**Source text**
──────

I also understand the bitterness inherent in your last sentence, since I (and others) pointed out the silliness of your "demands."

Any reading of this entire - not selective - thread will show this to be true...


----------



## Tilton

Tiger said:


> Actually, it was a host of others - including you, Tilton - who began the attacks and insinuations against me (not to mention the ludicrous demands made of me). One should not be surprised that such attacks were finally met with very strong responses.
> 
> I also understand the bitterness inherent in your last sentence, since I (and others) pointed out the silliness of your "demands."
> 
> Any reading of this entire - not selective - thread will show this to be true...


Nope, sorry. I'm not bitter - and I still think that if you present yourself as an expert you should be able to back it up with proof of expertise. Frankly, though, I'd forgotten all about that, though I would hardly call them "demands," and I can only assume that you have the same understanding, hence the quotation marks. Also, to my memory, I don't believe I have ever resorted to name-calling on AAAC (though I could be wrong) and in this thread I was quite far from launching personal attacks against you. I do apologize for whatever I've said that you've taken so deeply personally, but reading my posts, I just don't see it. (okay, up until the teenager with a thesaurus comment, that was an attack, and I'll admit to that).

But, look, Bernoulli criticized the math (not the idea) of a 70-year old book and you took it way too personally and that was the tipping point. Of course no one person is totally to blame for the deterioration of this thread, though. Honestly, I find my own opinion to generally line up with those you express, but you can't take things so personally on the internet, buddy. The point here was to have a discussion about the ramifications of the government shutdown, not to tell everyone who holds a different opinion that their views are poisonous. If you can't view criticism and disagreement impartially and as something strictly related to the issue at hand instead of taking it as a personal attack (which it isn't, or perhaps, shouldn't be), then the internet is going to be a really sour place.


----------



## MaxBuck

Tilton said:


> ... teenager with a ... LexisNexis subscription ...


My blood curdles with the thought. I'm assuming you invoked this fearful incubus only because it's Hallowe'en.

──────

**Data entries**
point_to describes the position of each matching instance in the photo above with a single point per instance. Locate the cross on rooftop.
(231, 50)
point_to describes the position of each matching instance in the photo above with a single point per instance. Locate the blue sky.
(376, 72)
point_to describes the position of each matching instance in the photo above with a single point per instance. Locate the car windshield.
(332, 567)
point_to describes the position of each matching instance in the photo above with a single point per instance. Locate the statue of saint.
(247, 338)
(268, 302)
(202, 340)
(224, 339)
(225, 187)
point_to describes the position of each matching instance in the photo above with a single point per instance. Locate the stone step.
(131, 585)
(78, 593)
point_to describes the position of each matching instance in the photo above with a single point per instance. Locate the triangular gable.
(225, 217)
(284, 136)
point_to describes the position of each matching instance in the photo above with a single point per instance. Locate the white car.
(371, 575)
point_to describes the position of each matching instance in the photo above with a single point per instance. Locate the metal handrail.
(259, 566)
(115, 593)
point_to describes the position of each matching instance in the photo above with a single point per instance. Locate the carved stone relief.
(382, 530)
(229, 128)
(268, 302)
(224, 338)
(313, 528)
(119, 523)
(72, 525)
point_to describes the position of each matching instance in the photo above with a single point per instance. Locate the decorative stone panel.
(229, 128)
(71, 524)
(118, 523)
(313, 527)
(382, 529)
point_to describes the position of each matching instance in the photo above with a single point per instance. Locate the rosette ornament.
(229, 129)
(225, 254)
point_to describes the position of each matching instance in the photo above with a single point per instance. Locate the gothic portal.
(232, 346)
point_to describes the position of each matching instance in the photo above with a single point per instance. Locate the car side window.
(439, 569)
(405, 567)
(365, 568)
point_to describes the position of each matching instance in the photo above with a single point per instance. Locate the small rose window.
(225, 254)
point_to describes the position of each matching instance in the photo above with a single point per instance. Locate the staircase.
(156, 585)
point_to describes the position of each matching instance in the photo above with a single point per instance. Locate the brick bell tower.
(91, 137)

──────

**Aim**
Can you pick up the forum thread about the government shutdown argument after its last post and write the next reply?

**Response to this task**
----------



## Tiger

Ouch, Tilton - first you insinuate that I am the one attacking, and after I reply that I was the one who was attacked first - repeatedly - you criticize me for being too sensitive! I'm sure you'll be posting a similar message to the other parties in this dialogue, right?

Your attack on me was far more subtle than the others. By asking me to produce credentials/publications in economics, you held me to a standard that you have not done with anyone else on AAAC - ever. (If I'm wrong, please tell me when this has previously occurred.) In fact, during this same thread, many posters wrote things that were inaccurate regarding my field (history), yet not once did you ask them for _their_ credentials. In effect, your message was a not-so-thinly veiled attempt to censor/silence me. I've read AAAC for years, and have seen posts (and opinions) on politics, law, sports, history, economics, meteorology, literature, sociology, automobiles, psychology, clothing(!), and a hundred other topics, and not once have you or anyone else held someone to such a censorious standard. Do you really think you were objective, Tilton? Can you see why I would strenuously object to such a tactic?

Re: Bernoulli - you seem to ignore his many initial insults at me, and only focus on my responses. The notion that he merely criticized a book, and then I began personal attacks is simply false; the unfairness here is perplexing.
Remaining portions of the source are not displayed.